> _Passage shown_:
···
SZLOJ v Minister for Immigration

Case

[2008] FMCA 1087

23 July 2008


FEDERAL MAGISTRATES COURT OF AUSTRALIA

SZLOJ & ANOR v MINISTER FOR IMMIGRATION & ANOR [2008] FMCA 1087
MIGRATION – Review of decision of RRT – where applicant did not attend hearing.
Migration Act 1958 (Cth), ss.91R, 424A
Applicants: SZLOJ & SZLOK
First Respondent: MINISTER FOR IMMIGRATION & CITIZENSHIP
Second Respondent: REFUGEE REVIEW TRIBUNAL
File Number: SYG 3339 of 2007
Judgment of: Raphael FM
Hearing date: 23 July 2008
Date of Last Submission: 23 July 2008
Delivered at: Sydney
Delivered on: 23 July 2008

REPRESENTATION

For the Applicant: In person
Solicitors for the Respondent: DLA Phillips Fox

ORDERS

  1. Application dismissed.

  2. Applicants to pay the First Respondent's costs assessed in the sum of $1,800.00.
···
> _What is required_: Copy out the SZLOJ judgment header above word for word, in full.
···
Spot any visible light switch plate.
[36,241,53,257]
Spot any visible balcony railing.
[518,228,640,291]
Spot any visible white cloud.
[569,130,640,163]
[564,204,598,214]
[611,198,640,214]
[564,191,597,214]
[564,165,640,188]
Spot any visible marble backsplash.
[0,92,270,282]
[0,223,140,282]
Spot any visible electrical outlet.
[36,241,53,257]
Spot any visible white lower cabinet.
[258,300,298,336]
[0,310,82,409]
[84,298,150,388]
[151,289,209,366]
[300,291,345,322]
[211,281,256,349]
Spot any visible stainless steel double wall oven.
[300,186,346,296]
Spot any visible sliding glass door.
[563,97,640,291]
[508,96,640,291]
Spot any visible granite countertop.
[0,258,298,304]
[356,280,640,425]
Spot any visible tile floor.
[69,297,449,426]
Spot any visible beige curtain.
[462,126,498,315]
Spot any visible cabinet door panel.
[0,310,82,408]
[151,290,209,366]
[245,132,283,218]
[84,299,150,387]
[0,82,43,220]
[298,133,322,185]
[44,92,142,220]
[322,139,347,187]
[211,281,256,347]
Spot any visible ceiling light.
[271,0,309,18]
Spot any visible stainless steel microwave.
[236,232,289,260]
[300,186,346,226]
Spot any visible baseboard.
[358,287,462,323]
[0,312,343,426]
···
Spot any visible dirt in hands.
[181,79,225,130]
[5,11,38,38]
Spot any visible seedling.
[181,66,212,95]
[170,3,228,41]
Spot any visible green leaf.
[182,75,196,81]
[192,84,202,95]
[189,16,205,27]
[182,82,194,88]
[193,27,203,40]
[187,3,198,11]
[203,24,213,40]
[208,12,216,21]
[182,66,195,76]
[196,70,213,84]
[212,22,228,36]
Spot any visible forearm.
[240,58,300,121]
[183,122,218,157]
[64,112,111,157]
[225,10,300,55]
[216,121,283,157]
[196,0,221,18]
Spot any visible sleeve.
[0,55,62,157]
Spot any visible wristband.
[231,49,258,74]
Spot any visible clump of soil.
···
> _Result of the exercise_:
SZLOJ v Minister for Immigration

Case

[2008] FMCA 1087

23 July 2008


FEDERAL MAGISTRATES COURT OF AUSTRALIA

SZLOJ & ANOR v MINISTER FOR IMMIGRATION & ANOR [2008] FMCA 1087
MIGRATION – Review of decision of RRT – where applicant did not attend hearing.
Migration Act 1958 (Cth), ss.91R, 424A
Applicants: SZLOJ & SZLOK
First Respondent: MINISTER FOR IMMIGRATION & CITIZENSHIP
Second Respondent: REFUGEE REVIEW TRIBUNAL
File Number: SYG 3339 of 2007
Judgment of: Raphael FM
Hearing date: 23 July 2008
Date of Last Submission: 23 July 2008
Delivered at: Sydney
Delivered on: 23 July 2008

REPRESENTATION

For the Applicant: In person
Solicitors for the Respondent: DLA Phillips Fox

ORDERS

  1. Application dismissed.

  2. Applicants to pay the First Respondent's costs assessed in the sum of $1,800.00.